- _Task set_
A) According to the article about Dr. Fredrick Wilson's heart attack, how many years has he been a Cleveland Clinic doctor?
B) Resume the article about Dr. Fredrick Wilson's heart attack, starting after its final sentence.

- _Selected text_

──────

And one Cleveland Clinic doctor said he found out why.

He went from physician to patient after a major heart attack that led to a heart transplant.


What You Need To Know

  • Cleveland Clinic Dr. Fredrick Wilson had a heart attack last summer at age 64
  • A heart transplant saved him
  • Wilson has been a Cleveland Clinic doctor for 24 years
  • The Cleveland Clinic is the No. 1 hospital for heart care in the country

Since January, Dr. Fredrick Wilson has been working from home.

“I miss seeing the patients,” Wilson said.

Wilson had a heart attack last summer at age 64.

“I had this acute injury to my heart and so the heart was dead,” he said.

It was a complete shock, even to his cardiologist.

“When he came in he said we do not know why you had a heart attack, you know, by the typical standards we look at. Cholesterol, or smoking, or eating poorly, or not getting your exercise – you were doing all of that,” Wilson said.

Wilson has been a Cleveland Clinic doctor for 24 years after all. He’s been eating right and exercising regularly his whole life, he said.

“I’d be out on a bike all day. Eight hours. Sometimes 80-100 miles,” he said.

There were no warning signs. No chest pain.

──────

- _Information shown_
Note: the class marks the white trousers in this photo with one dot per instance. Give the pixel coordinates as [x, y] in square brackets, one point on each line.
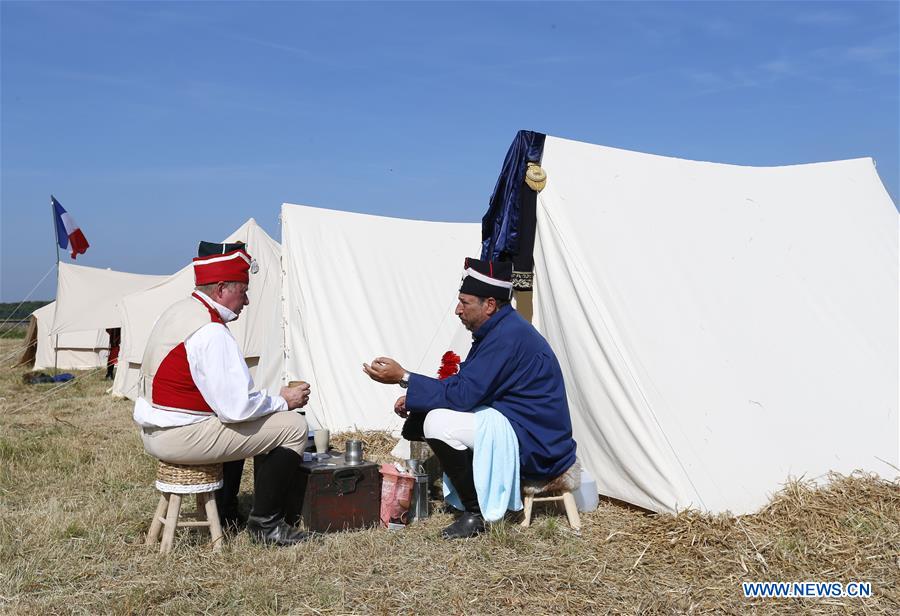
[453, 427]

──────

- _Task-by-task results_
A) 24 years

B)
Just one night he woke up and couldn’t breathe and the next thing they knew he had less than a 1% chance of survival.

“My family was afraid,” Wilson said. “Certainly, my wife was.”

Although his heart was technically 75% dead, it was overflowing with love for his family.

“First thing I thought of was I want more time with the family,” he said.

A heart transplant saved him so he could have more of that precious time.

He’s a proud father of two daughters.

One is a journalist in West Virginia. She started a blog to chronicle his journey. 

“It was two to three weeks before I regained consciousness,” he said.

He was in the hospital for nearly two months and went through cardiac rehab for three months.

His homecoming was an emotional celebration.

“I told my wife if I could have come back as a brain in a bucket, but I could hear and I could see and I could speak in some way I would have accepted that,” Wilson said.

He went from not being able to sit up in bed to being back on the bike.

“One of the things that I can do better than almost anything is ride a bike,” he said.

For now, on a Peloton.

“Well, since my wife won’t let me bike, it’s the next best thing to being there,” he said.

This is his second chance.

“I always told my wife that I wanted to bicycle across America,” Wilson said.

He’s well on his way and hopes to one day finish the “America by Bicycle” tour he started. 

Experiences like this seem to put things in perspective, and that’s allowed Wilson to focus on what really matters.

“I still want to have at least 10 more years with the kids and their kids. My grandchildren,” he said.

Wilson is thankful to be alive and credits God and his team at the Cleveland Clinic for his life.

But one of the biggest questions is why this happened at all.

He hopes to find answers to help prevent this from happening to his children should it be some kind of genetic trait that triggered the heart attack.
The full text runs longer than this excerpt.